Input records START

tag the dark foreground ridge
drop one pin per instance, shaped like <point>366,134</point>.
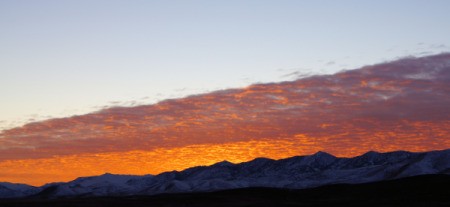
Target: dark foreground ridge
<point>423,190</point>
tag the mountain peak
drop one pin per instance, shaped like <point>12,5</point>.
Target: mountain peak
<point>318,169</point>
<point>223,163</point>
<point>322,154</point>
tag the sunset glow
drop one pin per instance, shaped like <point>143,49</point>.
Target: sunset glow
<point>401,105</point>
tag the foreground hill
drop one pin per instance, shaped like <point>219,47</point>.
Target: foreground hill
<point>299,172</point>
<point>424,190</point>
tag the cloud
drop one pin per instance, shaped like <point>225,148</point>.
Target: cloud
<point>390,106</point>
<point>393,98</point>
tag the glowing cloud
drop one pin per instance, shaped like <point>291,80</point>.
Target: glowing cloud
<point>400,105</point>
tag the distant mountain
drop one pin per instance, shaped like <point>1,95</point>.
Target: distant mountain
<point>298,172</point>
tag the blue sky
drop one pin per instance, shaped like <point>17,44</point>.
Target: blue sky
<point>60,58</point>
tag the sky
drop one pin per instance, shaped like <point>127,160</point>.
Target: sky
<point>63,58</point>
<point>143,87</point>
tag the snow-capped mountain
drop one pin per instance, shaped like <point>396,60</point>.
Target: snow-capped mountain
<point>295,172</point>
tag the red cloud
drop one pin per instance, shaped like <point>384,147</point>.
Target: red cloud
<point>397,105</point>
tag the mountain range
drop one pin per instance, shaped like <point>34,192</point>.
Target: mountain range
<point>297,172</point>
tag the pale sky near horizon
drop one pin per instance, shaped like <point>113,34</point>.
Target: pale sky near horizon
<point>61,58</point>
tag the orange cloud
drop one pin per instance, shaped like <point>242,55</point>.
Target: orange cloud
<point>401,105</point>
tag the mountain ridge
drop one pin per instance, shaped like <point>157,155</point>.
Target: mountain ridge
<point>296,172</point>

Input records END
Input records START

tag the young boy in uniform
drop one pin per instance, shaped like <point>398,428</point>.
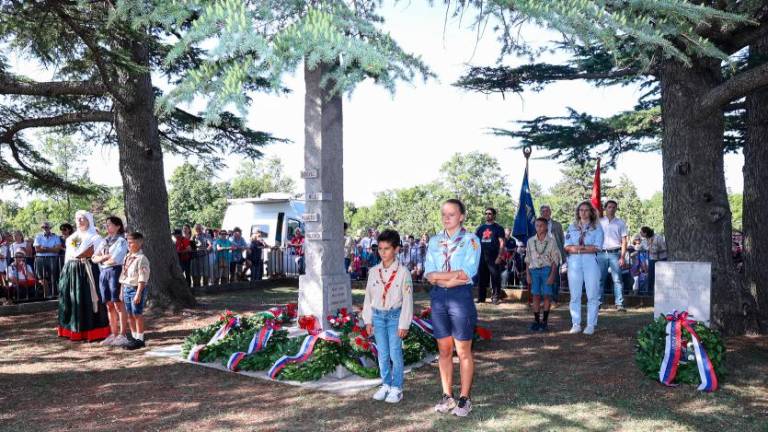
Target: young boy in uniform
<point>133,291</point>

Input records END
Input records START

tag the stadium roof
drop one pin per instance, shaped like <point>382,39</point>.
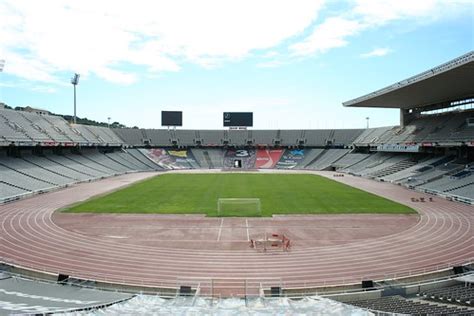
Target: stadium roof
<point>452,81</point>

Input records END

__Problem requirements__: From the records above, transcribe exactly the run of lines that opens with the line holding "tag the glowing cloud" and closes with the line holding "drop one pin per instance, shaped like <point>17,44</point>.", both included.

__Result of the task__:
tag the glowing cloud
drop one pin per instance, shaped like <point>291,80</point>.
Target: glowing cloud
<point>400,105</point>
tag the distant mountain
drop one pin per instance, shaped like <point>1,95</point>.
Target: distant mountain
<point>298,172</point>
tag the blue sky
drop one pin per instance, shaped like <point>17,44</point>.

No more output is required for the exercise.